--- Aangeleverd fragment ---
──────

2.2 de goothoogte van een bouwwerk:

 

vanaf het peil tot aan de bovenkant van de goot, c.q. de druiplijn, het boeibord, of een daarmee gelijk te stellen constructiedeel;

 

2.3 de dakhelling:

 

langs het dakvlak ten opzichte van het horizontale vlak;

 

2.4 de oppervlakte van een bouwwerk:

 

tussen de buitenwerkse gevelvlakken en/of het hart van de scheidingsmuren, neerwaarts geprojecteerd op het gemiddelde niveau van het afgewerkte bouwterrein ter plaatse van het bouwwerk;

 

2.5 de inhoud van een bouwwerk:

 

tussen de onderzijde van de begane grondvloer, de buitenzijde van de gevels (en/of het hart van de scheidingsmuren) en de buitenzijde van daken en dakkapellen;

 

2.6 de afstand tot de (zijdelingse) grens van een bouwperceel:

 

vanaf enig punt van een bouwwerk tot de (zijdelingse) grens van een bouwperceel;

 

2.7 lessenaarsdak:

 

in afwijking van het bepaalde in lid 2.1 en 2.2 wordt bij een woning met een lessenaarsdak het hoogste punt van het dak aangemerkt als bouwhoogte en het laagste punt van de goot c.q. de druiplijn, het boeibord, of een daarmee gelijk te stellen constructiedeel als goothoogte;

 

2.8 masthoogte van een windturbine:

 

de hoogte gemeten vanaf het peil tot aan de (wieken)as van de windturbine.

──────

(Fragmenten van aanwijsgegevens)
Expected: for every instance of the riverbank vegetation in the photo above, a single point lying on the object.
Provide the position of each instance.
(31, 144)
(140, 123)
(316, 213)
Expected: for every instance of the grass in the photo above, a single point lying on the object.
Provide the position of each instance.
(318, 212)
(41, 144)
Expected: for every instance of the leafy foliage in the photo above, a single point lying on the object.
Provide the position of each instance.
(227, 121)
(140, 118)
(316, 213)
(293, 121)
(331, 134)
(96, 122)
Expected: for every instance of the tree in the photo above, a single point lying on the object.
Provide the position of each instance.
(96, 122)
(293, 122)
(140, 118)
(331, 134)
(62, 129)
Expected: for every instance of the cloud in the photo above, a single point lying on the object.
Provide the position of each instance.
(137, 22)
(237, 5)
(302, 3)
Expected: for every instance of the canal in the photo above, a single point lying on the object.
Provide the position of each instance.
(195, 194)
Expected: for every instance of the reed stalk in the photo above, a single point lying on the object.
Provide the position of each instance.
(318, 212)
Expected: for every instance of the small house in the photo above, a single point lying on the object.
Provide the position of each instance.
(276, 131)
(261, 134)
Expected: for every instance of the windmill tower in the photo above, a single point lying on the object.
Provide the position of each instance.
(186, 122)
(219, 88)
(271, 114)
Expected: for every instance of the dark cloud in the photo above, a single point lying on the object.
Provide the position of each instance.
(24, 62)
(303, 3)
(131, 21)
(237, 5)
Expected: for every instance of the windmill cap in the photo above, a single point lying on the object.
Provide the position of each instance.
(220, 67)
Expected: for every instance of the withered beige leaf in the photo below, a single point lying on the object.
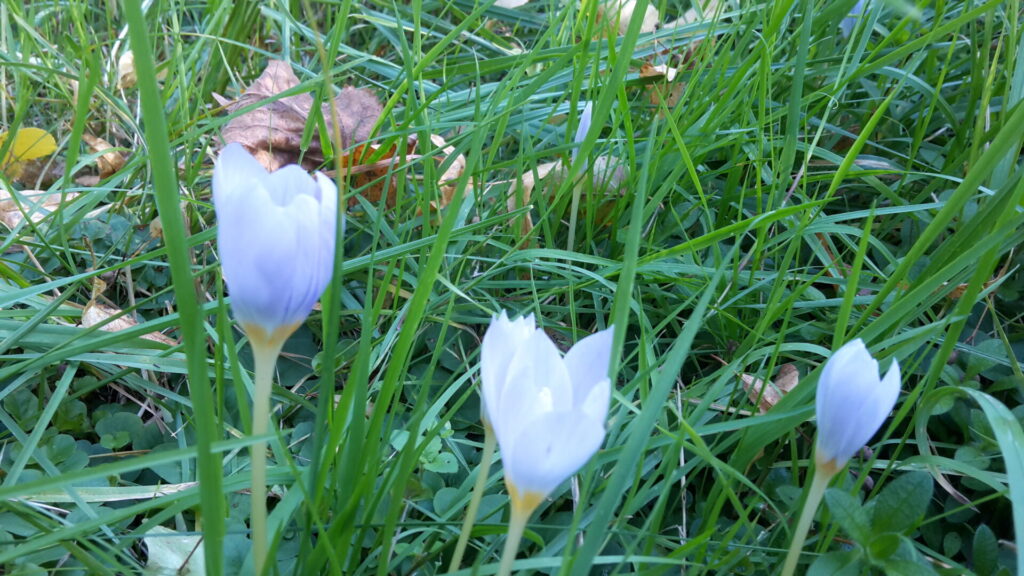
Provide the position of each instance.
(126, 71)
(272, 131)
(768, 394)
(454, 170)
(607, 176)
(36, 204)
(110, 160)
(95, 313)
(657, 71)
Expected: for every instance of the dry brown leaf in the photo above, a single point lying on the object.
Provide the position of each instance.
(87, 180)
(522, 190)
(769, 394)
(272, 132)
(36, 203)
(657, 71)
(367, 167)
(110, 160)
(607, 175)
(452, 173)
(95, 313)
(126, 71)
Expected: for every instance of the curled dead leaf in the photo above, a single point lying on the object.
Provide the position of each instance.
(454, 170)
(607, 176)
(272, 131)
(768, 394)
(657, 71)
(116, 321)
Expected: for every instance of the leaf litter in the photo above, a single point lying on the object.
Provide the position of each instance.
(271, 120)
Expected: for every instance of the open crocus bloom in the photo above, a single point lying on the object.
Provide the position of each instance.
(275, 237)
(548, 412)
(852, 403)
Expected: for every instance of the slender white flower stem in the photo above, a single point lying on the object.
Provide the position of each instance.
(265, 351)
(474, 502)
(517, 524)
(822, 475)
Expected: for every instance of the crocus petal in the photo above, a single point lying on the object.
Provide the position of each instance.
(501, 341)
(852, 402)
(275, 238)
(538, 382)
(585, 121)
(588, 363)
(550, 449)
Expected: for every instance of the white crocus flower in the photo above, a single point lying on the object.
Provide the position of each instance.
(275, 237)
(548, 412)
(852, 403)
(847, 24)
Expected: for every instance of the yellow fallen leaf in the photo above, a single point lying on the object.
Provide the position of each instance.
(29, 144)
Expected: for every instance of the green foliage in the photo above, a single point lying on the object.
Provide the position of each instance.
(787, 191)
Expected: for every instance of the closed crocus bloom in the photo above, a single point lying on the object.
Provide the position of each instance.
(852, 403)
(275, 237)
(548, 412)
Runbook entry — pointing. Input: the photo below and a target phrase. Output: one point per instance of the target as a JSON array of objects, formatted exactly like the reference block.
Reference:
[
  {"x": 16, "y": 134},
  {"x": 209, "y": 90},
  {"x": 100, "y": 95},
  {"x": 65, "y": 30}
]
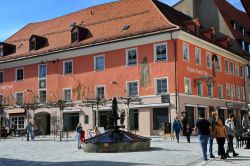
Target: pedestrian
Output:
[
  {"x": 29, "y": 129},
  {"x": 203, "y": 127},
  {"x": 177, "y": 128},
  {"x": 220, "y": 134},
  {"x": 187, "y": 132},
  {"x": 79, "y": 131},
  {"x": 231, "y": 133},
  {"x": 211, "y": 139},
  {"x": 245, "y": 123}
]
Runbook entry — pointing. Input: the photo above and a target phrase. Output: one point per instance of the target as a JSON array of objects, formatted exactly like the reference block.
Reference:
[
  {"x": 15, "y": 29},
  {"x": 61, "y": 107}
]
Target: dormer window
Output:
[
  {"x": 78, "y": 33},
  {"x": 6, "y": 49},
  {"x": 37, "y": 42}
]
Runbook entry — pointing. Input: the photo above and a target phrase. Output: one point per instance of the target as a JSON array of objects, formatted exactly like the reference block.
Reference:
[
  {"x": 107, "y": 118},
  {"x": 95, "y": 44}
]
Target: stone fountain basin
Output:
[{"x": 111, "y": 142}]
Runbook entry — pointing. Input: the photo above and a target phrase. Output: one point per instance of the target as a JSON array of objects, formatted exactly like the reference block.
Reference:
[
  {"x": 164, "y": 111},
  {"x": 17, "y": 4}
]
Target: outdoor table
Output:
[{"x": 247, "y": 137}]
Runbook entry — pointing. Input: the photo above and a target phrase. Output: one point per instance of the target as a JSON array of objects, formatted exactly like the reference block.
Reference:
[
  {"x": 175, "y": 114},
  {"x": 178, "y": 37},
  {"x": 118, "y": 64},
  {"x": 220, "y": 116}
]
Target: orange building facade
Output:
[{"x": 195, "y": 74}]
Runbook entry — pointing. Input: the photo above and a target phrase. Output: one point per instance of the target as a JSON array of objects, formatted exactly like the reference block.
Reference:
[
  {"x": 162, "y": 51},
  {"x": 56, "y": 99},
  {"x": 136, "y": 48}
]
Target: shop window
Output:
[
  {"x": 132, "y": 88},
  {"x": 134, "y": 119},
  {"x": 186, "y": 51},
  {"x": 99, "y": 63},
  {"x": 160, "y": 117},
  {"x": 131, "y": 56},
  {"x": 160, "y": 52},
  {"x": 161, "y": 86},
  {"x": 67, "y": 67}
]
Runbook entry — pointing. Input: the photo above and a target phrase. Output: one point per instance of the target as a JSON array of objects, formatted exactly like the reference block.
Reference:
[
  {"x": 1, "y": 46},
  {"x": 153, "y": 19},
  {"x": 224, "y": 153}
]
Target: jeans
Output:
[
  {"x": 211, "y": 141},
  {"x": 203, "y": 139},
  {"x": 177, "y": 134},
  {"x": 221, "y": 142}
]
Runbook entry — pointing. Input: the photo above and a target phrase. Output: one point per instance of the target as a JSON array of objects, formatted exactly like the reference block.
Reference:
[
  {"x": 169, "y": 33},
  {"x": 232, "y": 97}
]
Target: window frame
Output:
[
  {"x": 64, "y": 97},
  {"x": 21, "y": 92},
  {"x": 210, "y": 58},
  {"x": 156, "y": 85},
  {"x": 190, "y": 85},
  {"x": 200, "y": 61},
  {"x": 98, "y": 56},
  {"x": 64, "y": 65},
  {"x": 100, "y": 86},
  {"x": 155, "y": 52},
  {"x": 188, "y": 51},
  {"x": 127, "y": 60},
  {"x": 222, "y": 95},
  {"x": 20, "y": 68},
  {"x": 127, "y": 87}
]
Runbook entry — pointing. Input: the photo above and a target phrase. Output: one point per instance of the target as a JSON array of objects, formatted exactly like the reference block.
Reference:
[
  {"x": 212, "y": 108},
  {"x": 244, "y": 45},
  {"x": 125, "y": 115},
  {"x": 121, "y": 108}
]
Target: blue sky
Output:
[{"x": 15, "y": 14}]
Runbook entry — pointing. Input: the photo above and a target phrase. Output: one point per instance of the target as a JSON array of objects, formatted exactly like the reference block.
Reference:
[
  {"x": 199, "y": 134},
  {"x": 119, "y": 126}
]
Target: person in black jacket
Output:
[{"x": 211, "y": 139}]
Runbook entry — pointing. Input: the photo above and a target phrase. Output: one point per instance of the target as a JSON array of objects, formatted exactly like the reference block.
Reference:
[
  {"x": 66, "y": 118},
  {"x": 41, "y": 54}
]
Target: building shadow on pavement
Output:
[{"x": 15, "y": 162}]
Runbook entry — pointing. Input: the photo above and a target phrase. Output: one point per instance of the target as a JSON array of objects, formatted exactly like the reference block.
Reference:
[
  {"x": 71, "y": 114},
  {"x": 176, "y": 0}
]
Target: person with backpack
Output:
[
  {"x": 211, "y": 139},
  {"x": 177, "y": 128},
  {"x": 229, "y": 124}
]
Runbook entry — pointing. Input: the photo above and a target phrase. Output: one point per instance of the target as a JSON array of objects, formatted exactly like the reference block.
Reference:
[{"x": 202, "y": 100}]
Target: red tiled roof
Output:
[
  {"x": 230, "y": 13},
  {"x": 104, "y": 22}
]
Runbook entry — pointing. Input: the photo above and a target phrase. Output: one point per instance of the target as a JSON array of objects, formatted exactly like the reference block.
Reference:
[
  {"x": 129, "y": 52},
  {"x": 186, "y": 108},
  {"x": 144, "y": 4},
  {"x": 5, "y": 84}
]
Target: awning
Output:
[
  {"x": 15, "y": 111},
  {"x": 150, "y": 105},
  {"x": 75, "y": 110}
]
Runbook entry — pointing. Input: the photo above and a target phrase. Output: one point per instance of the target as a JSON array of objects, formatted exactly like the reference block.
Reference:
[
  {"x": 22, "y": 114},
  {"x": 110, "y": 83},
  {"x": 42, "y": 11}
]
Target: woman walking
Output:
[
  {"x": 79, "y": 131},
  {"x": 220, "y": 133}
]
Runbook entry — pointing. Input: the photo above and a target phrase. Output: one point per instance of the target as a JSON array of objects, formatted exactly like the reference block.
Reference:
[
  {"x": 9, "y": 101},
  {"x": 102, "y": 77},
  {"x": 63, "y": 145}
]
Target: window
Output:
[
  {"x": 1, "y": 76},
  {"x": 67, "y": 94},
  {"x": 19, "y": 98},
  {"x": 200, "y": 88},
  {"x": 238, "y": 92},
  {"x": 1, "y": 52},
  {"x": 198, "y": 56},
  {"x": 67, "y": 67},
  {"x": 42, "y": 71},
  {"x": 210, "y": 91},
  {"x": 187, "y": 83},
  {"x": 237, "y": 70},
  {"x": 86, "y": 119},
  {"x": 100, "y": 92},
  {"x": 233, "y": 91},
  {"x": 220, "y": 91},
  {"x": 243, "y": 93},
  {"x": 228, "y": 90},
  {"x": 241, "y": 71},
  {"x": 134, "y": 119},
  {"x": 161, "y": 86},
  {"x": 186, "y": 51},
  {"x": 131, "y": 56},
  {"x": 231, "y": 68},
  {"x": 160, "y": 52},
  {"x": 1, "y": 99},
  {"x": 132, "y": 88},
  {"x": 226, "y": 66},
  {"x": 219, "y": 62},
  {"x": 209, "y": 60},
  {"x": 99, "y": 63},
  {"x": 75, "y": 36},
  {"x": 17, "y": 122},
  {"x": 42, "y": 96},
  {"x": 19, "y": 74}
]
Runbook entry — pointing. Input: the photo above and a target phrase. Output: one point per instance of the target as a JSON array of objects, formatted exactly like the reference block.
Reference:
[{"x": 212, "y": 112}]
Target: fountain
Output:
[{"x": 116, "y": 140}]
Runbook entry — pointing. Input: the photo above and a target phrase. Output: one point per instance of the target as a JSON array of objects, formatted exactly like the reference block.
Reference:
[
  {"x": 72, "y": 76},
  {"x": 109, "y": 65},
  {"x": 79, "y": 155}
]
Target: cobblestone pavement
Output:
[{"x": 46, "y": 152}]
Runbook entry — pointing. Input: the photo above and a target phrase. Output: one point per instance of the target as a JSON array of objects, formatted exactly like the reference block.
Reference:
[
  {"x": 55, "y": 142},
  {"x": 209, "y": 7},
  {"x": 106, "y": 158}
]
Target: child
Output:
[{"x": 188, "y": 132}]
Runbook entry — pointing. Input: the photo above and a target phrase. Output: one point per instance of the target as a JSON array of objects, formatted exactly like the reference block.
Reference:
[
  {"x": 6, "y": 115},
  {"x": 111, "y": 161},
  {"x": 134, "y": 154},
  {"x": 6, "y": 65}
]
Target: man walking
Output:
[
  {"x": 203, "y": 127},
  {"x": 229, "y": 124},
  {"x": 211, "y": 139}
]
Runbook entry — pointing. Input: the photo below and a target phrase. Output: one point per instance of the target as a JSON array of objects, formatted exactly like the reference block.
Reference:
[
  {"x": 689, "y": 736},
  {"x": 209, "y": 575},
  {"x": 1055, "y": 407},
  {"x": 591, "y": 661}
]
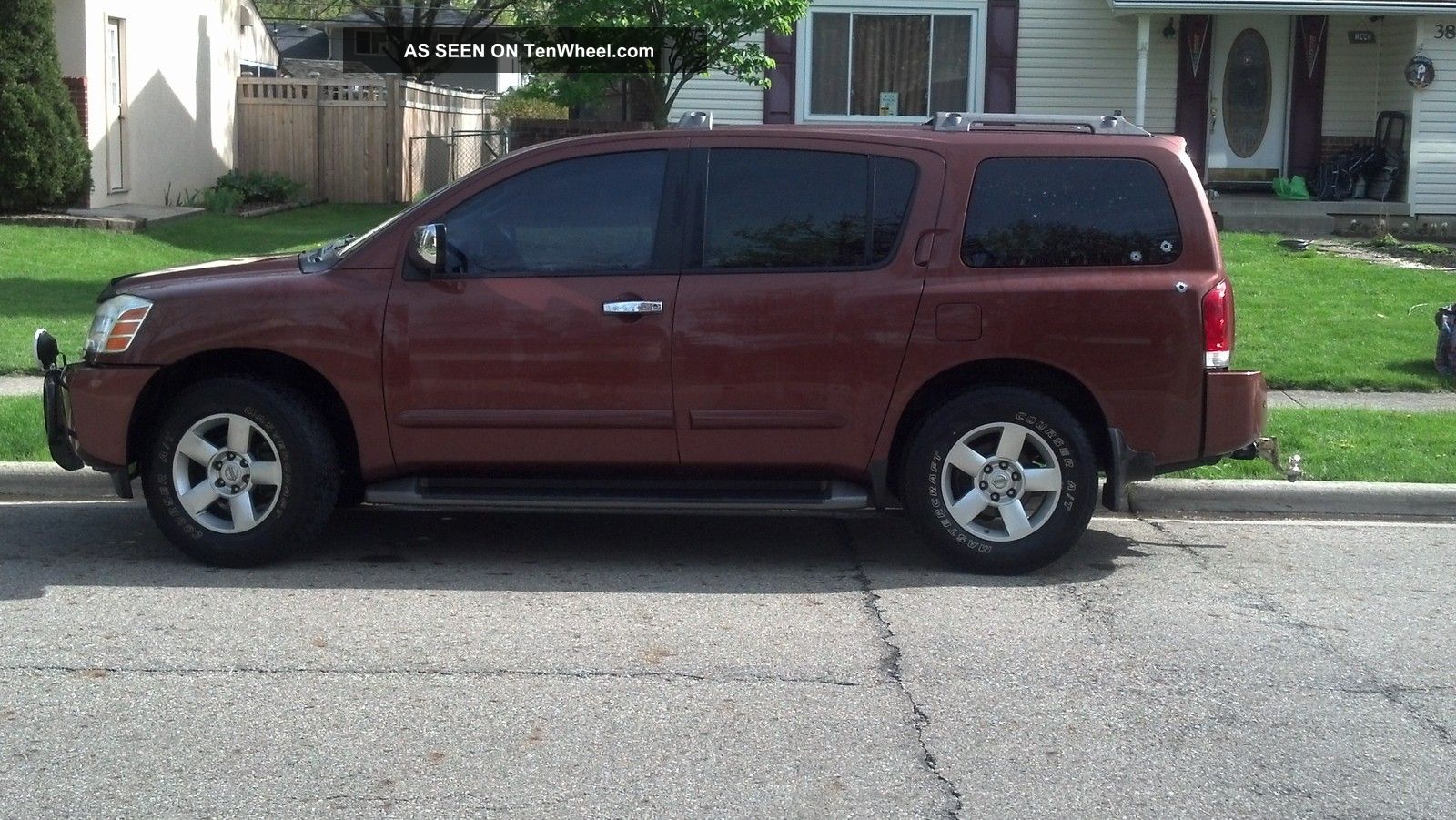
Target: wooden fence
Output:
[{"x": 376, "y": 140}]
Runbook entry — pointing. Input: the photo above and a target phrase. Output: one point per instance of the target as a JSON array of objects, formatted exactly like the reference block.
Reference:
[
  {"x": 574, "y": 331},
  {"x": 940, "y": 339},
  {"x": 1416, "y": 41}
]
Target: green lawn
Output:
[
  {"x": 1356, "y": 444},
  {"x": 22, "y": 433},
  {"x": 1321, "y": 322},
  {"x": 50, "y": 276}
]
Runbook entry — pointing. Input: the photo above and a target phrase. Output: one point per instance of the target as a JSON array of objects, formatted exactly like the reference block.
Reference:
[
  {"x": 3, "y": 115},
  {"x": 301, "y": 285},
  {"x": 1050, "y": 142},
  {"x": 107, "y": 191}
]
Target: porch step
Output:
[{"x": 1270, "y": 215}]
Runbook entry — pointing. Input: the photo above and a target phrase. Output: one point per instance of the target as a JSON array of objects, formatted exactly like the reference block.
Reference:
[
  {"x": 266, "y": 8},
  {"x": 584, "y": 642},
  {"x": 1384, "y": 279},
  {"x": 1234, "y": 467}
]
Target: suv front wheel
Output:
[
  {"x": 240, "y": 472},
  {"x": 1004, "y": 480}
]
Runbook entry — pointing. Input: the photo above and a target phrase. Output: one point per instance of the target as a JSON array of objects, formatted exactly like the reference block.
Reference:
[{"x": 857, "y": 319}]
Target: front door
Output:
[
  {"x": 548, "y": 339},
  {"x": 1249, "y": 98},
  {"x": 116, "y": 106},
  {"x": 797, "y": 302}
]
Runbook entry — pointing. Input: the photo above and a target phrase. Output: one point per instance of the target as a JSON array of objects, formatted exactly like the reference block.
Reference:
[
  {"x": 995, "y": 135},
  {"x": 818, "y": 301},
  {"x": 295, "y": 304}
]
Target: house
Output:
[
  {"x": 157, "y": 87},
  {"x": 354, "y": 46},
  {"x": 1259, "y": 89}
]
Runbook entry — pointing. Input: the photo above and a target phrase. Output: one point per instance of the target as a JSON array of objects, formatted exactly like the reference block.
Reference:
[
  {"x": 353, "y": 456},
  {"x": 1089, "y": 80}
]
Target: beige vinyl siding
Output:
[
  {"x": 1350, "y": 84},
  {"x": 1075, "y": 57},
  {"x": 1433, "y": 150},
  {"x": 730, "y": 99}
]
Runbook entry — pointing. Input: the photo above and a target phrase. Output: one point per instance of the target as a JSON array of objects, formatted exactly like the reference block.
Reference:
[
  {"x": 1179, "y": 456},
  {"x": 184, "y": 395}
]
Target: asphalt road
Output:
[{"x": 448, "y": 666}]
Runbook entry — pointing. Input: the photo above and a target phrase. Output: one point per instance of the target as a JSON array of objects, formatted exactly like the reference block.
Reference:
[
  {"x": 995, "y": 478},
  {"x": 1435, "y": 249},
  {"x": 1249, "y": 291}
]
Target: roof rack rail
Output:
[
  {"x": 1088, "y": 123},
  {"x": 696, "y": 120}
]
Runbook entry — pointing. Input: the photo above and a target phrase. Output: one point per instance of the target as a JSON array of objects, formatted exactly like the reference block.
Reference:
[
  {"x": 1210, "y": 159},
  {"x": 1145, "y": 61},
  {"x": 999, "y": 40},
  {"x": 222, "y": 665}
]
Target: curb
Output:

──────

--- Wat te doen ---
Van waar tot waar wordt volgens het aangeleverde fragment de masthoogte van een windturbine gemeten? De gegevens spelen hierbij geen rol.

--- Antwoord ---
Vanaf het peil tot aan de (wieken)as van de windturbine.